* EXERCISE: Each line below is to be repeated exactly; any picture is to be left out.

* SOURCE RECORDS:
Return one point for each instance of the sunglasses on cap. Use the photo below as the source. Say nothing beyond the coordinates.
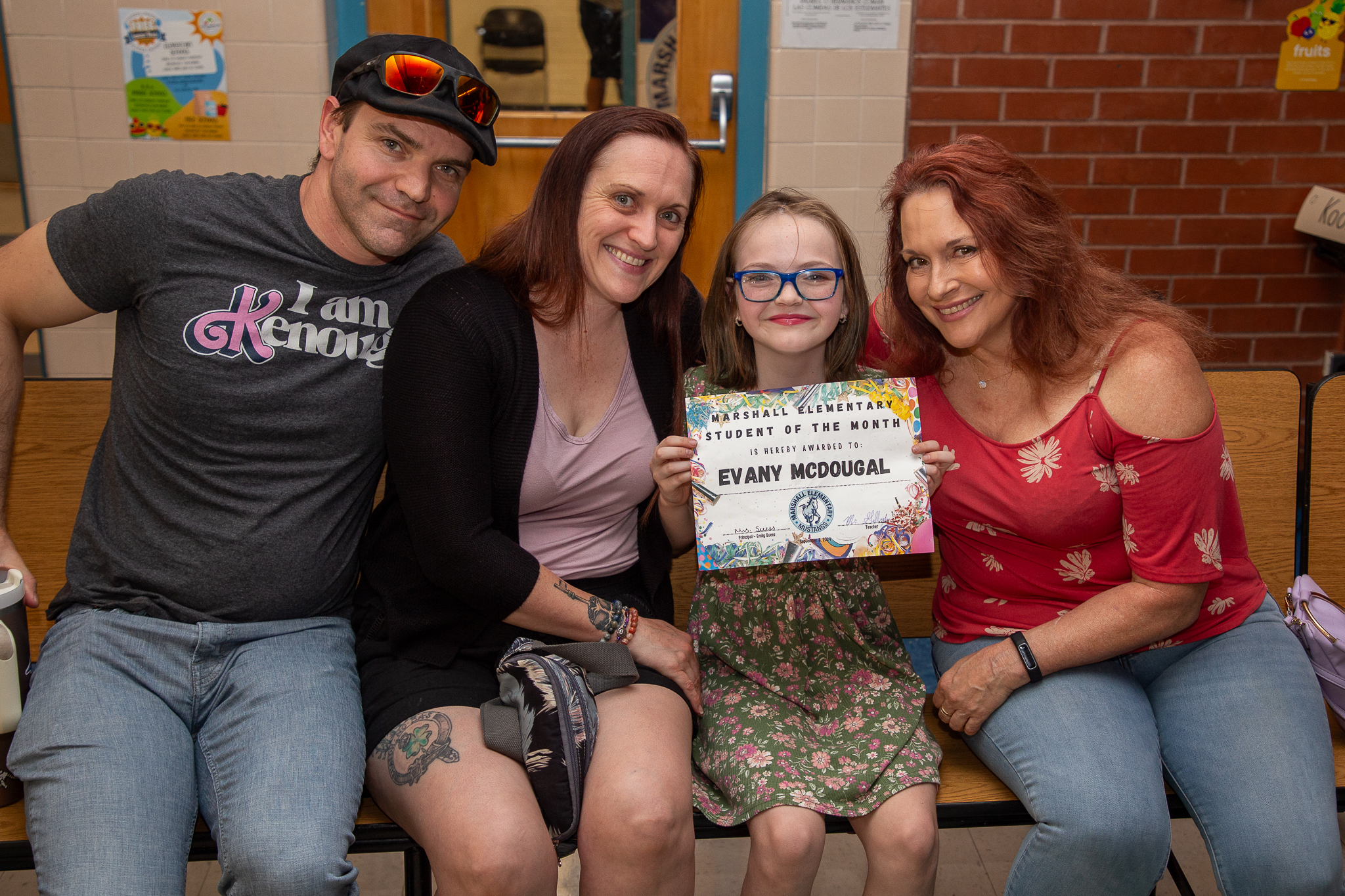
(417, 75)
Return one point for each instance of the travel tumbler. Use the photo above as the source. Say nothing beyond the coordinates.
(14, 676)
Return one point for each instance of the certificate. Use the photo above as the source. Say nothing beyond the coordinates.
(808, 473)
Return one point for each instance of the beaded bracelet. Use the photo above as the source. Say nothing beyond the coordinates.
(634, 621)
(623, 629)
(617, 621)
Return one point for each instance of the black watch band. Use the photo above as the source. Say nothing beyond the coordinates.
(1029, 660)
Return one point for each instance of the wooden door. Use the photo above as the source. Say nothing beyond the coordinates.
(708, 41)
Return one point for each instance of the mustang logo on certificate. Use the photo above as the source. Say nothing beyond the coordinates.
(808, 473)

* TASK RESPONSE:
Return one point for each instance of the sunglasses on cap. Use the photo below as the source. Say nothing beyond the coordinates.
(417, 75)
Return one point for each instance of the travel tumbler. Use the photo above as the source. Say nothing beyond the coordinates.
(14, 676)
Return one point for each instance of the certificate. Use the photo above as the source. Say nothing beyond the coordinates.
(808, 473)
Return one point for each instance of the beaded bracelet. Use the photo above as the source. Say nothing beyond the coordinates.
(634, 621)
(623, 629)
(617, 621)
Return one point for each instance of the black watch band. Use the photo above as the source. Say nothing beyond the coordinates.
(1029, 660)
Return one point for each instance of the wooden door. Use the photo above as the source. Say nothing beyond the coordinates.
(708, 41)
Return one point for each instance of the mustang logo on certificate. Use the photo above as the source. Say nothing beyond the coordinates.
(808, 473)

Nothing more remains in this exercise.